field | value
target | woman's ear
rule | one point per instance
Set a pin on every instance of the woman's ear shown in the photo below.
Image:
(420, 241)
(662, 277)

» Work task
Give back the complete data exactly as supplied.

» Answer space
field | value
target | woman's ear
rule | one point per instance
Set a pin on every instance of the woman's ear shown in the photo below.
Image:
(420, 241)
(662, 277)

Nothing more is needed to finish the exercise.